■ **WHAT YOU HAVE TO DO**: Where a line of the records holds the string "towel", copy that line.

■ **Point-per-instance localization data**:
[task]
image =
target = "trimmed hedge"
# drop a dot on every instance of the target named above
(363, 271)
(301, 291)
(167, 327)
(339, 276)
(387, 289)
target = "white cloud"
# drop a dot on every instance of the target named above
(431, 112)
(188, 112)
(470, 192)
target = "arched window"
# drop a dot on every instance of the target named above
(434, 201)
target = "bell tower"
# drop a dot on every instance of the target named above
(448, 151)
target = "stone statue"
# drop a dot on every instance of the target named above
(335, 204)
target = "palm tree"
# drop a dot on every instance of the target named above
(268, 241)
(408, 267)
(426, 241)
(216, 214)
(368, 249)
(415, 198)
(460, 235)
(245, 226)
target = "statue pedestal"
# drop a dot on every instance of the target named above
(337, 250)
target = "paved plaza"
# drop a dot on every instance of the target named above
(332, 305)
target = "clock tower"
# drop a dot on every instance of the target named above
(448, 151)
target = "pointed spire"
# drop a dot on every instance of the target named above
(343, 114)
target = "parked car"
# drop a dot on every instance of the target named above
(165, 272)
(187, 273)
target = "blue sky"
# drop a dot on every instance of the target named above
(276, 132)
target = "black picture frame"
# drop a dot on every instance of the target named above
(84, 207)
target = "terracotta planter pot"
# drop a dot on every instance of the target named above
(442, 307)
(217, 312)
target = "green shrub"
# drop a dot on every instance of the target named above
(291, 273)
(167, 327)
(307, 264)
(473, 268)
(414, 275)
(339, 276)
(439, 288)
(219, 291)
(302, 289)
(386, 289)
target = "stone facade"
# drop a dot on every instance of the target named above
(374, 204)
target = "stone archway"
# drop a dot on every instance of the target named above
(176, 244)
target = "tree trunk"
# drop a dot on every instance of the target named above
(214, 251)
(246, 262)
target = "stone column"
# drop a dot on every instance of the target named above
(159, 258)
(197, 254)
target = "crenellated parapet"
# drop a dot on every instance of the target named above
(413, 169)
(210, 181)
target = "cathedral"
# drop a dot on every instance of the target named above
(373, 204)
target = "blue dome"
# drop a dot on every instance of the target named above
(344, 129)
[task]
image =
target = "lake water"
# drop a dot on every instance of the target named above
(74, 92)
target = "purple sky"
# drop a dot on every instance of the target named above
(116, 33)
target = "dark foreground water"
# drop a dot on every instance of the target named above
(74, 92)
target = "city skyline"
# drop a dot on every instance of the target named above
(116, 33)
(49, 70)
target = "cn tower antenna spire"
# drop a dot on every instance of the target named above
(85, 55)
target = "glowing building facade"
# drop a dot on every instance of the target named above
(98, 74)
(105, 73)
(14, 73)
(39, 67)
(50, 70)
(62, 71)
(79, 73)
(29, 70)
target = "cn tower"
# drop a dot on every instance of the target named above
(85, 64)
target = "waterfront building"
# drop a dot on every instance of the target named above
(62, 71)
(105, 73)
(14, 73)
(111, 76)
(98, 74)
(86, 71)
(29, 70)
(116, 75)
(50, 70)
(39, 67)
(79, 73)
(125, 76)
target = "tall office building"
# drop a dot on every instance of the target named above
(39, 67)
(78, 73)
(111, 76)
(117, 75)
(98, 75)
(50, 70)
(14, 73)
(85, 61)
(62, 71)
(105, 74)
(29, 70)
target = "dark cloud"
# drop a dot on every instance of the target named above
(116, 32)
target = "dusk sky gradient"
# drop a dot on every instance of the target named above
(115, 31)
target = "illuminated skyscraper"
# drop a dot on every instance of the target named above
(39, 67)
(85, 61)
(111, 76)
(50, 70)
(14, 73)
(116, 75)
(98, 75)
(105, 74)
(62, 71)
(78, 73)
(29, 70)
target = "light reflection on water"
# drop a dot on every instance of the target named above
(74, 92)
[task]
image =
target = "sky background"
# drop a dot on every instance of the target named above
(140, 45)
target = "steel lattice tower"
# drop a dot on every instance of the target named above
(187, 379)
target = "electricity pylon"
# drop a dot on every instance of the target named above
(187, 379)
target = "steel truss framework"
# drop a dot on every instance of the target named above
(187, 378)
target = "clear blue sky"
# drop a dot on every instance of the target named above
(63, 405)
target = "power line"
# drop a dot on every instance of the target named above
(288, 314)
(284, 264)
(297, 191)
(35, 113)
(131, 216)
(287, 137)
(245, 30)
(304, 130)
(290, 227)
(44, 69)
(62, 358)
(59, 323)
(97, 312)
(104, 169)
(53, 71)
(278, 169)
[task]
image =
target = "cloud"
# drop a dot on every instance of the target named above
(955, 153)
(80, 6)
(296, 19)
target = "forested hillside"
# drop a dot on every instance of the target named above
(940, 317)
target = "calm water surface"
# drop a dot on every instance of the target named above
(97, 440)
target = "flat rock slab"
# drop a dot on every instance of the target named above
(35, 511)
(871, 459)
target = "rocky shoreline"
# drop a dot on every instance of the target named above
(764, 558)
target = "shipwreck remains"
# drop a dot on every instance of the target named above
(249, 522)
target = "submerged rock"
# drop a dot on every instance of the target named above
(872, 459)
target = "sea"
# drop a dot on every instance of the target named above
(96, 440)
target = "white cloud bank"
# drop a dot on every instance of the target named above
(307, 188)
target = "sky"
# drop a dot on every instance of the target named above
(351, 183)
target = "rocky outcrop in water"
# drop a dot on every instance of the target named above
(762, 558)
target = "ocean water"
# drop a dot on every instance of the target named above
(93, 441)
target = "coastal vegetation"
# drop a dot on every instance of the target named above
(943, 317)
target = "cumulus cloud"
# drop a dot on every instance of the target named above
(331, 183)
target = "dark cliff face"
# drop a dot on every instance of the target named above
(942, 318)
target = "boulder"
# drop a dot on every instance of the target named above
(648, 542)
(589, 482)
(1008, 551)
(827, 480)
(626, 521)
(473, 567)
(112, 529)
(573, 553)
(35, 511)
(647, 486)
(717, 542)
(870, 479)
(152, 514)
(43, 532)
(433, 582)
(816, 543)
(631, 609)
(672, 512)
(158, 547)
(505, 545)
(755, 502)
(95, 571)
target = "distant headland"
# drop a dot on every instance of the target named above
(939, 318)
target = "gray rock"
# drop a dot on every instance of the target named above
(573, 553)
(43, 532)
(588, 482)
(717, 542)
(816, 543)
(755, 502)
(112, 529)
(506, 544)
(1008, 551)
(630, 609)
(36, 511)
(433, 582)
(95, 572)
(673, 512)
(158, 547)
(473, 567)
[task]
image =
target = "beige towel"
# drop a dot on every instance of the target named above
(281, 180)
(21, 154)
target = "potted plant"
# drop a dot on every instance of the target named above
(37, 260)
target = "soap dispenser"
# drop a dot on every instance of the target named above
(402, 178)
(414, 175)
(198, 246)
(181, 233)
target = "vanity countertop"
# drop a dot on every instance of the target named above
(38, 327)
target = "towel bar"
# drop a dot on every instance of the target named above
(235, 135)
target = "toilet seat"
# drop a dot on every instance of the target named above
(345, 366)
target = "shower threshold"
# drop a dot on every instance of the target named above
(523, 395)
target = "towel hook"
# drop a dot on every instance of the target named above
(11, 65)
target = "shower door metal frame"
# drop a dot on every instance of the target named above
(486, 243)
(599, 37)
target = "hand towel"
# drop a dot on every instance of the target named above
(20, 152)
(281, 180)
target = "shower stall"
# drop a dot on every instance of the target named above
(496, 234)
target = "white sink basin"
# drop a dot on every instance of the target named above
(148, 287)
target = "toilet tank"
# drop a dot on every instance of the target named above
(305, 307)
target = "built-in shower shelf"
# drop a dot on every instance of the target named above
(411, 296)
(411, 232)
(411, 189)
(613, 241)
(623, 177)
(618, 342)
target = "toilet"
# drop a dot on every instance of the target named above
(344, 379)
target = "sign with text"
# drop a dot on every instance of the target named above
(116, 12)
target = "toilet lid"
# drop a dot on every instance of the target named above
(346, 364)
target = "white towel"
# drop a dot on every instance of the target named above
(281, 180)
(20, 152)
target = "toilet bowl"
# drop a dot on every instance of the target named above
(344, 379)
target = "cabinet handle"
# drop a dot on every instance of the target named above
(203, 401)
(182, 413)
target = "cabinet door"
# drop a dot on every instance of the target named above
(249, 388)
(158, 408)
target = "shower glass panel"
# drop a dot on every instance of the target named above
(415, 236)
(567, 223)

■ **PROBLEM SOLUTION**:
target = "beige towel"
target = "towel bar"
target = "towel hook"
target = "hand towel"
target = "white towel"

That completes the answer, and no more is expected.